» **WRITTEN EXERCISE**
Render the records as a two-column CSV with the header text,answer, starting with the line containing "Find the radar" and going on through the end of the records. Give one row per record, with its text in one quoted field and its answer in another, and replace any line breaks with spaces.
┌─ RECORDS SUPPLIED
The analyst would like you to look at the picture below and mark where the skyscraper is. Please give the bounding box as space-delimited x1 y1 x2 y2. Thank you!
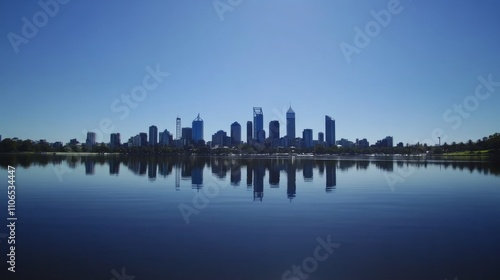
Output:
318 132 325 143
149 125 158 146
85 132 96 147
109 133 121 148
192 114 203 144
181 127 193 141
159 129 170 146
231 122 241 146
325 116 335 146
175 117 181 140
253 107 264 140
286 106 295 140
302 129 313 148
139 132 148 147
247 121 253 144
269 121 280 140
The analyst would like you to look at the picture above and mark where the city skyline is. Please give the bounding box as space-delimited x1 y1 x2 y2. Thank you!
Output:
0 0 500 144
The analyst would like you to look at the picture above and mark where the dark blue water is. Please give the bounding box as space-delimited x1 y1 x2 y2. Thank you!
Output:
0 157 500 280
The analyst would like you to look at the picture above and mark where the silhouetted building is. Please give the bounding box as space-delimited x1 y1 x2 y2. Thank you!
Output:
286 161 297 202
269 160 280 188
149 125 158 146
231 122 241 146
302 160 314 182
247 121 253 144
253 162 266 201
193 114 203 144
109 133 121 149
325 161 337 192
212 130 231 147
253 107 265 141
269 121 280 141
247 163 253 187
181 127 193 145
85 132 96 147
159 129 173 146
139 132 148 147
286 106 295 139
302 129 313 148
191 165 203 190
325 116 335 146
175 117 182 140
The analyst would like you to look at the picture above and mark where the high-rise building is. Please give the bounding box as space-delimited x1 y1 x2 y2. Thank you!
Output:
85 132 96 147
231 122 241 146
247 121 253 144
109 133 121 148
181 127 193 142
302 129 313 148
192 114 203 144
253 107 264 141
139 132 148 147
159 129 172 146
175 117 182 140
325 116 335 146
286 106 295 139
212 130 231 147
269 121 280 140
149 125 158 146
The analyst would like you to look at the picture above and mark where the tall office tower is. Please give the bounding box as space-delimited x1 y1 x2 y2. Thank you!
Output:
269 121 280 140
286 106 295 139
149 125 158 146
192 114 203 144
253 107 264 141
302 129 313 148
175 117 181 140
85 132 96 147
181 127 193 141
109 133 121 148
160 129 170 146
139 132 148 147
247 121 253 144
231 122 241 146
325 116 335 146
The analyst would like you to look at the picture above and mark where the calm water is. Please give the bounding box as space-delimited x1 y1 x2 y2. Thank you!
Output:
0 156 500 280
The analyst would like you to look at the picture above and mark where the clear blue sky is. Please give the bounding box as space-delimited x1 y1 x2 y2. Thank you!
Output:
0 0 500 143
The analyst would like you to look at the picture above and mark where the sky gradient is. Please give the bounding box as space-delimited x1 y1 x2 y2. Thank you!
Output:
0 0 500 144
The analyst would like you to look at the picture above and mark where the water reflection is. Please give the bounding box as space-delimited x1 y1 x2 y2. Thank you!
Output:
0 154 500 187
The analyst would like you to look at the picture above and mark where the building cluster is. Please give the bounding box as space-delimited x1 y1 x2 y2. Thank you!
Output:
86 106 393 148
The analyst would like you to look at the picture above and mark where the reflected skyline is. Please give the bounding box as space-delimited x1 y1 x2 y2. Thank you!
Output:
0 155 500 201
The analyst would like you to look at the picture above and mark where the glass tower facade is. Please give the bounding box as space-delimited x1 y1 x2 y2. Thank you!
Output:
192 114 203 144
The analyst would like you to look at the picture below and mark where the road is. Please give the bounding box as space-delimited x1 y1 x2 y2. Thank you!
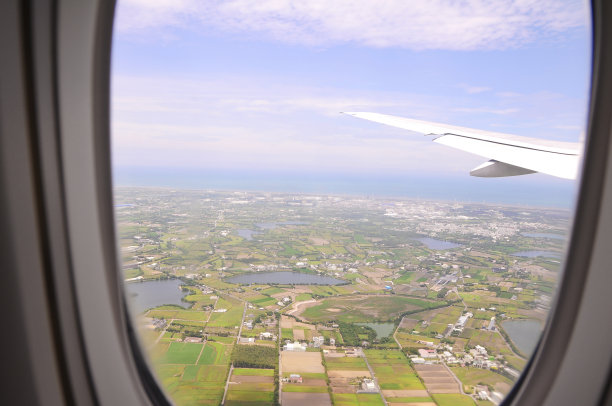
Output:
361 350 388 406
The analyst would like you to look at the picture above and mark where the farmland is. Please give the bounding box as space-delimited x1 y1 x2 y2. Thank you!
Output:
116 188 569 406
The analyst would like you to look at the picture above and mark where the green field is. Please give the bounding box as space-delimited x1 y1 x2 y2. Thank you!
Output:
431 394 476 406
332 393 384 406
283 383 327 393
232 368 274 376
198 341 232 365
325 357 368 371
158 343 203 364
365 350 425 390
302 295 444 323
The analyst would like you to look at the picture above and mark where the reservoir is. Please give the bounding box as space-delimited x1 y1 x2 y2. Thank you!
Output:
502 320 542 356
355 323 395 338
511 251 561 259
417 237 461 250
225 272 346 285
125 279 187 314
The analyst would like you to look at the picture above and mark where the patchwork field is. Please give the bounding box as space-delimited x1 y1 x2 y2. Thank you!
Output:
365 350 429 403
154 341 233 406
332 393 384 406
282 392 332 406
296 295 442 323
281 351 325 373
225 368 274 406
414 365 461 393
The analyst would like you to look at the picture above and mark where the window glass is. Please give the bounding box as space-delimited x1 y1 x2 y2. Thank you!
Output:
112 0 591 406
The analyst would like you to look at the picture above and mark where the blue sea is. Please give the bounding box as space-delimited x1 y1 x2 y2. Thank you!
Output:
114 168 576 208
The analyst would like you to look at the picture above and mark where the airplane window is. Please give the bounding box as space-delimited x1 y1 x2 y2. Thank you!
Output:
112 0 591 406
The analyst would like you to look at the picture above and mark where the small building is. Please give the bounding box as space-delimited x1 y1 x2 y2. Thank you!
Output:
289 374 302 383
419 348 436 358
283 341 306 351
312 336 325 348
361 378 378 392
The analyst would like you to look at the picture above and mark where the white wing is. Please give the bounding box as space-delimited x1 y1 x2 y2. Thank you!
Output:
345 112 582 179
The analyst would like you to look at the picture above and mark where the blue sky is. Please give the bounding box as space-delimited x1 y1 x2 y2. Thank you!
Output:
113 0 590 206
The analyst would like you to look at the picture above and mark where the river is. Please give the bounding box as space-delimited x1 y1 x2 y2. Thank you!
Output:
502 320 542 356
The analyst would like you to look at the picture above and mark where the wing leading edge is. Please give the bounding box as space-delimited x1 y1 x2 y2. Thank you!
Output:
345 112 581 179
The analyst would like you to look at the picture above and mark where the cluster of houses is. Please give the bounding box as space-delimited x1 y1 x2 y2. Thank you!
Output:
283 336 336 351
410 341 519 378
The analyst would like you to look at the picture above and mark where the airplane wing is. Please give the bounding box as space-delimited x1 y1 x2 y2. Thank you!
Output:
344 112 582 179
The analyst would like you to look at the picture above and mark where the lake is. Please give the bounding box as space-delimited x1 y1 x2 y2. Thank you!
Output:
511 251 561 259
502 320 542 356
521 233 565 240
416 237 461 250
125 279 187 314
355 323 395 338
225 271 346 285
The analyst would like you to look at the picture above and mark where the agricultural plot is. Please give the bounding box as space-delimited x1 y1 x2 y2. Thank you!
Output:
414 364 461 393
432 394 476 406
451 367 514 394
332 393 384 406
154 341 232 406
299 295 444 323
225 368 274 406
365 350 429 398
281 351 325 373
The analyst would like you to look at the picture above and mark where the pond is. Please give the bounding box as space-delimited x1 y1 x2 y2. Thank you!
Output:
521 233 565 240
502 320 542 356
416 237 461 250
511 251 561 259
225 271 346 285
125 279 187 314
355 323 395 338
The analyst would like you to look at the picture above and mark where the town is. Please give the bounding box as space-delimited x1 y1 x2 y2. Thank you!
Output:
115 188 570 406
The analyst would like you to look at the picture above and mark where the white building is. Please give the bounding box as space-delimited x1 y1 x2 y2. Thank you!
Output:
283 341 306 351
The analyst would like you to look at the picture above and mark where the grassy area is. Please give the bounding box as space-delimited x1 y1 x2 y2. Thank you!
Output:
232 368 274 376
431 394 476 406
158 343 203 364
365 350 425 390
283 383 327 393
302 295 444 323
332 393 384 406
325 357 368 371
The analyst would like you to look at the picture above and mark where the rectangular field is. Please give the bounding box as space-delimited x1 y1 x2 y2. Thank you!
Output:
281 351 325 373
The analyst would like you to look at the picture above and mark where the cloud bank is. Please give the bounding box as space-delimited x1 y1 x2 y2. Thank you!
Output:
117 0 588 51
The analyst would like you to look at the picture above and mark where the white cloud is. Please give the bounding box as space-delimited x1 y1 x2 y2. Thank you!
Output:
453 107 520 115
112 0 588 50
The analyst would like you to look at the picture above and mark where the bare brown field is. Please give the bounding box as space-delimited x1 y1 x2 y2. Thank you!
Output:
282 392 331 406
414 365 461 393
281 351 325 373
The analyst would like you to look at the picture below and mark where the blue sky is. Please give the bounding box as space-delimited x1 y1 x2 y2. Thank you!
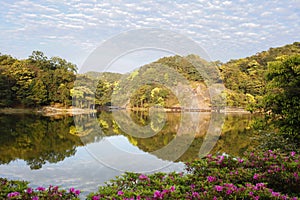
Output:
0 0 300 70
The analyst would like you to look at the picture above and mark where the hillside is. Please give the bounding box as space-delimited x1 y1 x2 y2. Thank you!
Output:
219 42 300 110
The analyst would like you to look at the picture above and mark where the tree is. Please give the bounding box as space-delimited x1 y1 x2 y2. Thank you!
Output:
262 54 300 142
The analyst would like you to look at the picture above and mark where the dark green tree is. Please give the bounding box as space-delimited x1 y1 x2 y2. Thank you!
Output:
262 54 300 142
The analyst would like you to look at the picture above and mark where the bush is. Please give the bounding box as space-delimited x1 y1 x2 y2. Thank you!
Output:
0 178 80 200
88 150 300 200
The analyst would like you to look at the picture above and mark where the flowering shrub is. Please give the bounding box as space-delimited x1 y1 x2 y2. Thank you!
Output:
0 178 80 200
87 150 300 200
0 150 300 200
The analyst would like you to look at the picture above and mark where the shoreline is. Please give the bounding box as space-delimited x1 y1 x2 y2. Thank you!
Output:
0 106 251 116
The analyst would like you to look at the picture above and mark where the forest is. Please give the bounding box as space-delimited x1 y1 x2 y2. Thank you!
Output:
0 42 300 140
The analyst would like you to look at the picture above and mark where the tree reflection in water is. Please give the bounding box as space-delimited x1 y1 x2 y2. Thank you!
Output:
0 111 256 169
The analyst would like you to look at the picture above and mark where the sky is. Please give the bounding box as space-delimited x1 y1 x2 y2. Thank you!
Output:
0 0 300 71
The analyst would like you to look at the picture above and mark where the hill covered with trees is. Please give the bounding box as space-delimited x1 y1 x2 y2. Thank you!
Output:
0 51 77 107
0 42 300 111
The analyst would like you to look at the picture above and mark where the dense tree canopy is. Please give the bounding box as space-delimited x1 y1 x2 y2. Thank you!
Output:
219 42 300 110
262 54 300 141
0 51 77 107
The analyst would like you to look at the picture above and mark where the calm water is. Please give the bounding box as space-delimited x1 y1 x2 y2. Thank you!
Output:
0 111 256 194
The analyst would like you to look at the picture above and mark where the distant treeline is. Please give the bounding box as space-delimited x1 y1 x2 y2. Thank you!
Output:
0 51 77 107
0 42 300 110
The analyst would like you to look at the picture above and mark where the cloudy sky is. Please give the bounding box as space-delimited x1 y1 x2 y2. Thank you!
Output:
0 0 300 70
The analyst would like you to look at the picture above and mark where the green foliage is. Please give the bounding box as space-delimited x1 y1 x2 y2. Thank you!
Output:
219 42 300 108
262 54 300 142
0 178 80 200
0 51 77 107
87 150 300 200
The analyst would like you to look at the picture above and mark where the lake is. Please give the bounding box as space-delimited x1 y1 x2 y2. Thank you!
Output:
0 111 258 194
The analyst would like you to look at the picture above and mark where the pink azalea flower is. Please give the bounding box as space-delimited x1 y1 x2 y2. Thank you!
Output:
153 190 164 199
170 185 175 192
92 196 100 200
26 188 33 194
139 174 148 180
207 176 217 182
291 151 296 157
215 185 223 192
7 192 20 198
36 187 46 191
253 174 259 180
74 190 80 196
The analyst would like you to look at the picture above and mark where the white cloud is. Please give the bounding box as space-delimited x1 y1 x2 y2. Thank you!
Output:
0 0 300 64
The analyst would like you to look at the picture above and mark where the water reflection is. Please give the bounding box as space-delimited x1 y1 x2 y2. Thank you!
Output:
0 111 255 169
0 112 255 193
0 115 82 169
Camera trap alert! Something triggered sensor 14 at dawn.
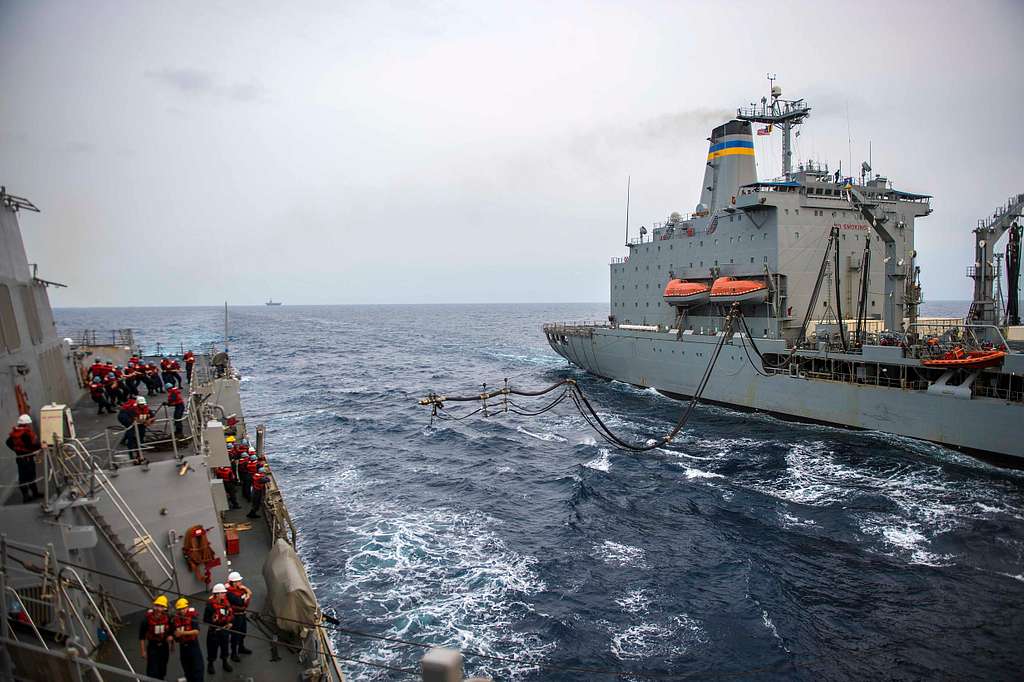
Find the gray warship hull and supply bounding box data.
[544,82,1024,459]
[548,327,1024,459]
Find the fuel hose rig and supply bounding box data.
[420,303,742,453]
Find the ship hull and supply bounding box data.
[549,328,1024,464]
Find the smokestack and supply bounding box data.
[697,120,758,213]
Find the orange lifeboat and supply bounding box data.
[921,346,1007,370]
[711,278,768,303]
[664,280,711,305]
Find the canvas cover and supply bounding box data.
[263,539,316,636]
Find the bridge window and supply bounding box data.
[0,285,22,350]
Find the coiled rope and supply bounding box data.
[420,303,745,453]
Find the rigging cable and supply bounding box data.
[7,543,839,680]
[420,303,742,453]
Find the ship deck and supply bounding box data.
[65,355,327,682]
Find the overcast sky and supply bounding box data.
[0,0,1024,306]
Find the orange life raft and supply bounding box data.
[711,278,768,303]
[664,280,711,305]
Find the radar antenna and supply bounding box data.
[736,74,811,179]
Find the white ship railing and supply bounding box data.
[50,438,176,584]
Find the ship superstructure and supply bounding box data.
[0,189,343,682]
[545,83,1024,457]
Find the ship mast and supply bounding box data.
[736,74,811,180]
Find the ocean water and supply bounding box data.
[56,302,1024,680]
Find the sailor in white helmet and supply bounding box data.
[227,570,253,663]
[7,415,43,503]
[203,583,233,675]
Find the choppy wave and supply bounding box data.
[57,304,1024,681]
└─
» **FULL ANSWER**
text,answer
"Find the radar antenna and supply bounding box data.","[736,74,811,179]"
"Find the white ship railing and supply bounding box data.","[50,438,176,584]"
"Find the ship superstructure and supply bounding box data.","[0,189,343,682] [545,83,1024,457]"
"Find the ship mast and supply bounding box data.","[736,74,811,180]"
"Find the ocean water and supply bounding box data.","[56,302,1024,680]"
"Find the sailor in white helmet and supply bounding box data.","[227,570,253,663] [7,415,43,503] [203,583,233,675]"
"Find the choppy wave and supply bounding box data.","[57,304,1024,681]"